Action item: Could you repeat all of the entries word for word, minus any pictures?

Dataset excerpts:
___

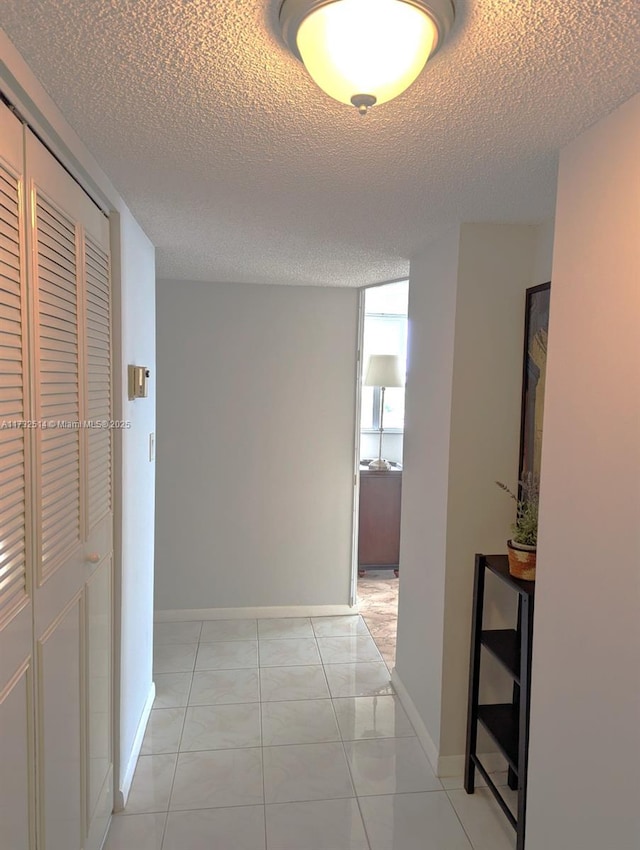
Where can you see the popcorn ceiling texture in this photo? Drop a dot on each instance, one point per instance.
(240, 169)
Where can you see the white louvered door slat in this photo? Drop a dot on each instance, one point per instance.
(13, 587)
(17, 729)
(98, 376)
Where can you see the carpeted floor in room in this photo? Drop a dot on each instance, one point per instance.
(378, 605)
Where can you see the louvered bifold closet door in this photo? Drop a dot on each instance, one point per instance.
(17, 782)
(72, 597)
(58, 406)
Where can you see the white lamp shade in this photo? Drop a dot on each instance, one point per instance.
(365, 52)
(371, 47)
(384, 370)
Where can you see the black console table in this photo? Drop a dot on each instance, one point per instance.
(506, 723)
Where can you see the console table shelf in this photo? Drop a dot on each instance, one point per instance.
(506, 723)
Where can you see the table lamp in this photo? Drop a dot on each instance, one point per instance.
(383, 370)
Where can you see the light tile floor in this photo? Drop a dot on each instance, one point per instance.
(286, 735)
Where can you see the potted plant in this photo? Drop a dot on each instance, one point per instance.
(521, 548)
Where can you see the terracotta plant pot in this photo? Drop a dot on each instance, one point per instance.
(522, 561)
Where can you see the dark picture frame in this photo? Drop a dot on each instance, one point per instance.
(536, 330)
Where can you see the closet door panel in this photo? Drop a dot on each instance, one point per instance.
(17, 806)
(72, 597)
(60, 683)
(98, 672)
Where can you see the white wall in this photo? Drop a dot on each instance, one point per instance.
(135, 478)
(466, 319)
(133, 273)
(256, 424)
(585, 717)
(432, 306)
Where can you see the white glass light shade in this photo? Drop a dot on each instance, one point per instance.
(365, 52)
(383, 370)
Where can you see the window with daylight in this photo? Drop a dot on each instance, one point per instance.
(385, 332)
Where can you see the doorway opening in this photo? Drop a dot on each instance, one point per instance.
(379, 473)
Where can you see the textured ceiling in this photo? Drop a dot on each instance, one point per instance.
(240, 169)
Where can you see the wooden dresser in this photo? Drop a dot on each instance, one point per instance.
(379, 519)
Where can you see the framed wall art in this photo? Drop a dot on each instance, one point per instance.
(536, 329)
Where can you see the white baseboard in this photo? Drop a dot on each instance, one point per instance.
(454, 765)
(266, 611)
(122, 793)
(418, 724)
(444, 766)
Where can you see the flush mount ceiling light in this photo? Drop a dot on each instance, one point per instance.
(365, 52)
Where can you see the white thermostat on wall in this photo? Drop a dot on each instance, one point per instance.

___

Worked solution:
Where can you see the popcorn ceiling texture in this photo? Drop a dot on each instance, one point per instance.
(240, 169)
Where can you see the white louvered door slat in this photo? Drop a dot on each instance, one point per instance.
(13, 587)
(17, 729)
(98, 376)
Where can you see the carpeted floor in room in this photo? Drop a dot on each instance, one point per instance.
(378, 605)
Where can you see the louvered bifold closet door in this photo? Drop a dot on each instance, one point per instance.
(17, 782)
(72, 597)
(58, 406)
Where can you see the white lamp shade in this photo? Drop a dot on each instance, one point per instance.
(365, 52)
(371, 47)
(384, 370)
Where can you see the black console table in this photo? Drop a dot on each instance, one point per instance.
(506, 723)
Where can you see the console table shelf in this photo? Drop a dot on each instance, one point per instance.
(506, 723)
Where can you see the table lamp in this photo? Drop a dot on each instance, one point per instance.
(383, 370)
Where can you see the light tile floor in this photo? Drop a dot on each instance, one point per instance.
(286, 735)
Where can you see the potted plant in this photo? Drop a dot on each instance, one point per instance.
(521, 548)
Where can you see the terracotta plant pot in this photo? Drop a dot on each instance, one point per instance.
(522, 561)
Where can you see the dark picture frame in this photo? Drop a dot on each instance, one point per instance.
(536, 330)
Where can you see the closet door panel in this photo? Drop a dot on each instance, one point per instance.
(17, 806)
(72, 597)
(60, 683)
(98, 672)
Where can you see the white wall in this photo? Drop a dot on each instance, one point per instance.
(135, 478)
(466, 319)
(133, 273)
(256, 424)
(585, 717)
(432, 306)
Where can you see the white glass light shade in this photo? Drop a dot on each instance, one point per instance.
(365, 52)
(383, 370)
Where can you see the window with daylight in this photo? Drop a dot on each instance, one point per instance.
(385, 332)
Where can you see the doorway opening in this photo? Drop a dot on each instance, one point per instance.
(379, 473)
Where can you see the textured ceiling in this photo? Drop a dot on each instance, one point per instance.
(240, 169)
Where can you see the wooden dresser in this photo? Drop a dot on each instance, one point per instance.
(379, 519)
Where can you see the framed wall art in this photo? Drop a dot on each instance, one point per instance.
(536, 329)
Where can you see the white baseboard in this photo? Drop a dot on each instance, one point per instance.
(454, 765)
(266, 611)
(122, 793)
(418, 724)
(444, 766)
Where can you see the flush mount ceiling light in this photo? Drop a dot on each instance, one point per instance.
(365, 52)
Where can you see the white thermostat on wall in this photo? Drop a dot on each instance, one point per instance.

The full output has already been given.